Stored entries

________________________

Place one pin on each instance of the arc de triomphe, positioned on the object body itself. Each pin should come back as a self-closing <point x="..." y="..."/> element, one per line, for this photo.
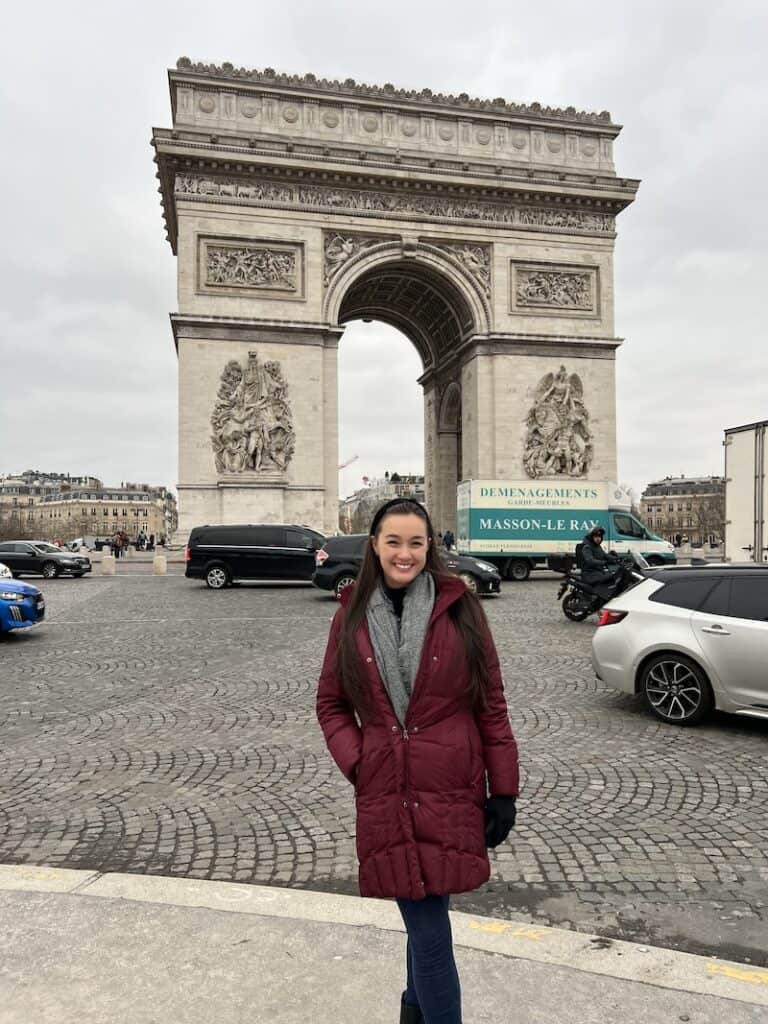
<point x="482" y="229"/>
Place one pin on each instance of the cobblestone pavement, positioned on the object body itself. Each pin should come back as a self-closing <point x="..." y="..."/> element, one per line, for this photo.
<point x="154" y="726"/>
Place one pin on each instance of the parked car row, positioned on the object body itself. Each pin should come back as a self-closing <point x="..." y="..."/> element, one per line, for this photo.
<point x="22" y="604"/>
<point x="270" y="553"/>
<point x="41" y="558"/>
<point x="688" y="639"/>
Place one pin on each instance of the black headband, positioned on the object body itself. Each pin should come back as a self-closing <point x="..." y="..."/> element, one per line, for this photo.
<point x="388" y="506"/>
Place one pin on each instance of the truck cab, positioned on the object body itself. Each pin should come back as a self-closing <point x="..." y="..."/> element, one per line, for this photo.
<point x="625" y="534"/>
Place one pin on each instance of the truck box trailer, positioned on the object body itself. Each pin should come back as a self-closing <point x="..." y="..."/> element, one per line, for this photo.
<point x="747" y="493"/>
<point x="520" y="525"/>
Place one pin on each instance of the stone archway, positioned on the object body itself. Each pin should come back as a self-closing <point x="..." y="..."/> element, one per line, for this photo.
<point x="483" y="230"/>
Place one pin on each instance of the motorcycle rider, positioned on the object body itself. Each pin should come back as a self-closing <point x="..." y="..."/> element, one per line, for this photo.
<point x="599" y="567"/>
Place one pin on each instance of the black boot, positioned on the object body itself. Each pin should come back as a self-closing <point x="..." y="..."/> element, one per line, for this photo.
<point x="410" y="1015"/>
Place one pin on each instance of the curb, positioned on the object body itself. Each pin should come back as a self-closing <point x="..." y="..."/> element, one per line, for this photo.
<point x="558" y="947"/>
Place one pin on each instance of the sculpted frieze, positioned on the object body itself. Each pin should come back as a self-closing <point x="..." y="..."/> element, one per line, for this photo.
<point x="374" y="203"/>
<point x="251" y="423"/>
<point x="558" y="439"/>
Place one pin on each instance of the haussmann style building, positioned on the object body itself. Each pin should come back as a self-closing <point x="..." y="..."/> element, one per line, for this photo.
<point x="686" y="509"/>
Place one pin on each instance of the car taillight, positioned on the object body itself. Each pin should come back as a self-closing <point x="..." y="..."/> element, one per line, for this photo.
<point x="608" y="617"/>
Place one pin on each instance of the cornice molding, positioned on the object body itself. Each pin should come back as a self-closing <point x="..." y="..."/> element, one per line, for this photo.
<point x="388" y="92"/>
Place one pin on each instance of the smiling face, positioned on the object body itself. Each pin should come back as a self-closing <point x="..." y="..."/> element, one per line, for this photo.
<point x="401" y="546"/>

________________________

§ Problem to work on
Because the pictures are not wanted, retype every record exactly without them.

§ Expected answer
Place one pin on each instance of the arc de triomphe, positioned on the object body itself. Each pin should come back as a self-closing <point x="..." y="..."/> element, one per line, for this photo.
<point x="482" y="229"/>
Place one pin on each instance of the cobblestone pavement, positioned on the object body itself. Each pin should come back as a self-closing <point x="..." y="..."/> element, one per line, for this photo.
<point x="154" y="726"/>
Place one pin on each instance of the parked car row, positioned on the object body itself. Each pin should come back as a self-closing <point x="..." y="..."/> element, one per line, for this photo.
<point x="22" y="604"/>
<point x="270" y="553"/>
<point x="41" y="558"/>
<point x="688" y="639"/>
Place one pin on each instance of the black headband, positioned on the object body itself. Each pin should come back as a self-closing <point x="..." y="..."/> element, one per line, for this photo.
<point x="388" y="506"/>
Place one pin on each instance of the truck cab, positioned on the object body itself. Each pin should come back as a self-closing <point x="..." y="..."/> element, one per line, for this photo.
<point x="625" y="534"/>
Place one pin on each instance of the truck box trailer, positioned on the object body itself. Each pin should come back as a self-closing <point x="..." y="..."/> element, one per line, for this photo.
<point x="747" y="493"/>
<point x="520" y="525"/>
Place one pin on each instance of the stone archway, positioned on the object body itself. Each pin should come back as a self-closing <point x="..." y="..."/> element, one per line, for this photo.
<point x="483" y="230"/>
Place one pin on each instance of the motorcycle rider, positioned on the object body itself. Each pin should come back as a self-closing <point x="..." y="..."/> element, one per line, for this photo.
<point x="599" y="567"/>
Place one pin on each instance of the black boot, positioned on the object body itself. Each pin should come back as a self-closing <point x="..." y="..."/> element, one per line, for this photo.
<point x="410" y="1015"/>
Place one pin on each instance of the curb, positioned on the object body itself. Each pin should come back as a self-closing <point x="..." y="..."/> element, one per line, for this photo.
<point x="558" y="947"/>
Place one pin on each instance of the sculpted frieze, positioned on the object body itself. Each pin should come back as a self-closing <point x="..." y="..."/> element, one per line, for this photo.
<point x="374" y="203"/>
<point x="251" y="423"/>
<point x="558" y="439"/>
Place one pin on each instance of the haussmann style building, positioned on the object body itself. Each pin should come back as a self-closing <point x="..." y="..."/> element, one per line, for this photo.
<point x="686" y="509"/>
Place one pin on each instance of the car taillight, positioned on the object body itself. Each pin should come back as a self-closing <point x="..." y="..."/> element, one per line, for this photo.
<point x="608" y="617"/>
Place one pin on each instance of the cornice molding, positioned on the object body itself. Each pin should come back as a self-closing <point x="..." y="..."/> element, one per line, for this photo.
<point x="388" y="92"/>
Place one pin on each instance of the smiling face, positioned on the object body itself. Each pin should come back as a self-closing <point x="..." y="..."/> element, one per line, for this photo.
<point x="401" y="546"/>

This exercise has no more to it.